Passage for review –
• • • • • • •
U.S. Sen. Chris Murphy (D-Conn.) is asking top executives at the 50 U.S. hospitals with the highest markups for uninsured patients to put in place "more reasonable" charges immediately, according to The Bristol Press.
Here are three things to know about Sen. Murphy's comments.
1. Sen. Murphy, who serves on the Senate's Health, Education, Labor and Pensions Committee, made his comments in a letter he sent July 27 to CEOs at the 50 hospitals or their corporate parents, according to the report.
That group included four hospitals in Alabama, California and Pennsylvania owned by Dallas-based Tenet Healthcare.
2. In the letter, Sen. Murphy told CEOs that he was reacting to an "alarming" study published in Health Affairs, according to the report. For the study, two researchers used Medicare cost reports to find the 50 U.S. hospitals with the largest difference between charges and Medicare-allowable cost in 2012. Researchers found that on average, hospital charges were 3.4 times the Medicare-allowable cost in 2012. This means when the hospital incurred $100 in cost, it charged $340. This markup has increased over time. In 1984, the average charge-to-cost ratio was 1.35, for instance. In 2004, it was 3.07.
"I understand that the healthcare industry is changing as reimbursements shift toward value-based care instead of volume, but charging a 1,000 percent markup to some of the most vulnerable patients defies logic," the senator wrote, according to The Bristol Press. "Simply put, how can your hospital justify charging rates so high when other hospitals offer charity care but have lower markups?"
3. Sen. Murphy also said in the letter that since all but one of the 50 hospitals — or the hospital chains that own them — are for-profit institutions, their practice of inflating charges raises important questions about the different pricing practices at investor-owned hospitals and nonprofit hospitals, according to the report.
• • • • • • •
Records shown –
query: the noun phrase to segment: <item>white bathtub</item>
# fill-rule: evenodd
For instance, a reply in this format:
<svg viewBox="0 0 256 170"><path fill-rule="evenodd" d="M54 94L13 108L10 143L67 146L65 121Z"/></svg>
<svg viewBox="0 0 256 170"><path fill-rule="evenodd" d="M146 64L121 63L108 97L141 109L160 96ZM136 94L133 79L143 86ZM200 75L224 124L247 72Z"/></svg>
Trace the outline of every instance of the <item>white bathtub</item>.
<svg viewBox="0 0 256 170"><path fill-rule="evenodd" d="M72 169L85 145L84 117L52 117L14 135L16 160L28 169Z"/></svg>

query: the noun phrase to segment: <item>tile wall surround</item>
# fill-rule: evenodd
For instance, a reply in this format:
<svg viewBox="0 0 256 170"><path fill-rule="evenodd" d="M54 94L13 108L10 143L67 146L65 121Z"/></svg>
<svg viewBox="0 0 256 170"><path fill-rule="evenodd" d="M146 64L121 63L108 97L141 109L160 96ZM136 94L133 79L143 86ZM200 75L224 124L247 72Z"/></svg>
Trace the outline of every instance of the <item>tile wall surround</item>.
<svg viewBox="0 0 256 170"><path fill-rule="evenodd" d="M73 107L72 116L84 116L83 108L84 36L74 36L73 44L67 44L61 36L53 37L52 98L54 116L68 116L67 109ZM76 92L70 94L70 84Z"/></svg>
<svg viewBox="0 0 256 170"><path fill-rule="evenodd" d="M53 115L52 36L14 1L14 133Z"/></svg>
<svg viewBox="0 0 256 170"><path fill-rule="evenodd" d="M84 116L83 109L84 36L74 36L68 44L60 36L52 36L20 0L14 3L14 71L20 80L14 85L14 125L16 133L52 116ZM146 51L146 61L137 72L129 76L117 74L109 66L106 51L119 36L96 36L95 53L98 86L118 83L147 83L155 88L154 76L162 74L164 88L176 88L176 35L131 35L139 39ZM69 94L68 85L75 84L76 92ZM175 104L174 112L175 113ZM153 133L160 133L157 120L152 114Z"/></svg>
• • • • • • •
About this task –
Write out, word for word, the part of the hospital markup article above from "1. Sen. Murphy, who" to "Dallas-based Tenet Healthcare.".

Solution –
1. Sen. Murphy, who serves on the Senate's Health, Education, Labor and Pensions Committee, made his comments in a letter he sent July 27 to CEOs at the 50 hospitals or their corporate parents, according to the report.
That group included four hospitals in Alabama, California and Pennsylvania owned by Dallas-based Tenet Healthcare.